Transcribe exactly the line containing "on rock in the picture above?" and every line after it, through the end of the records below.

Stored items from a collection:

[Start of Attachment]

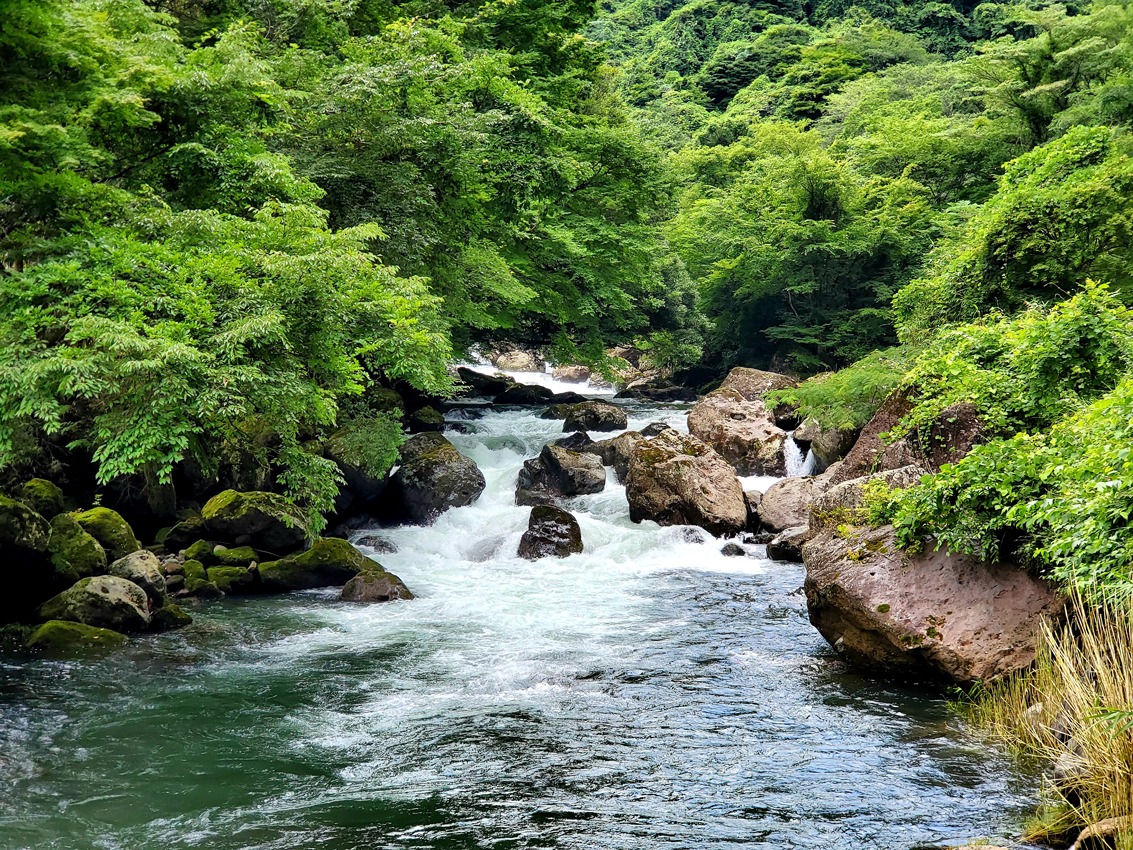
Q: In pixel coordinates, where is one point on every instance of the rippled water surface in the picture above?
(649, 693)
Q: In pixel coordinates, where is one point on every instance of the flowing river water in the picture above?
(649, 693)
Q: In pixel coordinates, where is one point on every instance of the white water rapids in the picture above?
(647, 694)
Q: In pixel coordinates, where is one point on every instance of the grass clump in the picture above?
(1073, 710)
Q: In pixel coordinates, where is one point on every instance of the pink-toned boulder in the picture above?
(931, 615)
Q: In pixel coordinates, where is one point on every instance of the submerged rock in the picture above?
(559, 473)
(676, 479)
(110, 529)
(551, 533)
(931, 615)
(65, 638)
(741, 430)
(264, 520)
(108, 602)
(329, 562)
(373, 585)
(595, 416)
(432, 478)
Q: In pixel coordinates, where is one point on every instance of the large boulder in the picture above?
(144, 570)
(595, 416)
(786, 503)
(676, 479)
(484, 384)
(551, 533)
(330, 562)
(871, 453)
(559, 473)
(110, 529)
(65, 638)
(741, 430)
(42, 496)
(75, 553)
(25, 560)
(432, 478)
(373, 585)
(107, 602)
(934, 615)
(525, 394)
(754, 383)
(845, 503)
(616, 451)
(519, 360)
(264, 520)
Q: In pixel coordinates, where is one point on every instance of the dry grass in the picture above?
(1073, 711)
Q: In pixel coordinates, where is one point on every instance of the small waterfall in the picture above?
(797, 465)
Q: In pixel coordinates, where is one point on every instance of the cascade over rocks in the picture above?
(559, 473)
(264, 520)
(678, 479)
(936, 615)
(829, 444)
(432, 478)
(595, 416)
(482, 384)
(107, 602)
(525, 394)
(741, 430)
(551, 533)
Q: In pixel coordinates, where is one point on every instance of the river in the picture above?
(649, 693)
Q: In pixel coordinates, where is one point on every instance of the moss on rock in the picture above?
(110, 529)
(62, 637)
(75, 553)
(42, 496)
(329, 562)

[End of Attachment]

• [Task response]:
Q: In pixel coordinates, where is one point on every instance of the moss on rock in the picture above?
(110, 529)
(62, 637)
(75, 553)
(42, 496)
(329, 562)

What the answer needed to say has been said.